PROBLEM STATEMENT:
Copy each line of the listing below where the word "Target" turns up.

------ SOURCE DATA

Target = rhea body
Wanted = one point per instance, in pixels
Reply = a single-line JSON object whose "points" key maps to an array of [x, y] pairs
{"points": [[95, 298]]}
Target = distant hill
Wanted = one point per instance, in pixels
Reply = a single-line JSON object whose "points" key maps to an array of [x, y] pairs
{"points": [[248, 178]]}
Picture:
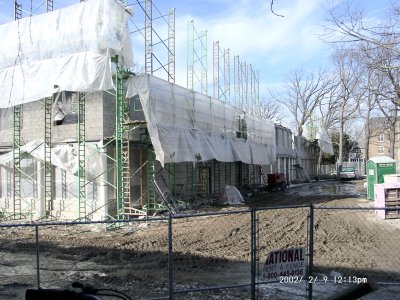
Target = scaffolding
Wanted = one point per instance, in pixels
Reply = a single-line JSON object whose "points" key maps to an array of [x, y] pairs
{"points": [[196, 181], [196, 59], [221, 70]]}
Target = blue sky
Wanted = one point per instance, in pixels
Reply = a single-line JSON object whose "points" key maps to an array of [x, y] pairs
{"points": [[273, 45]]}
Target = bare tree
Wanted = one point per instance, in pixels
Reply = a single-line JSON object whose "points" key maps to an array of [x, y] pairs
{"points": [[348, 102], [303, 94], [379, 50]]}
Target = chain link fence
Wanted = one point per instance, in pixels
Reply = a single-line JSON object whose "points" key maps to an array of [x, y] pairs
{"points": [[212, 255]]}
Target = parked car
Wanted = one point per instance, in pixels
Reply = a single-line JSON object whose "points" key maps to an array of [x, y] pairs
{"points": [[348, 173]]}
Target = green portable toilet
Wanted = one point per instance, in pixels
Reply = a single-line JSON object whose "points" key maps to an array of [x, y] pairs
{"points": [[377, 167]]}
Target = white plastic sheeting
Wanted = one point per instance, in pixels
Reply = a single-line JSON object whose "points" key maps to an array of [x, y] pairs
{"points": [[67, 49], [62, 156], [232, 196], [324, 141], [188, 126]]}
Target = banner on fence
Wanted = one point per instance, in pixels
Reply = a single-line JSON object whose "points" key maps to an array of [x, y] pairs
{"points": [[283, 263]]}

------------

RESULT OF THIS EXERCISE:
Target = rhea body
Target = distant hill
Target = scaffolding
Target = blue sky
Target = bare tree
Target = chain link fence
Target = parked car
Target = green portable toilet
Target = white plastic sheeting
Target = banner on fence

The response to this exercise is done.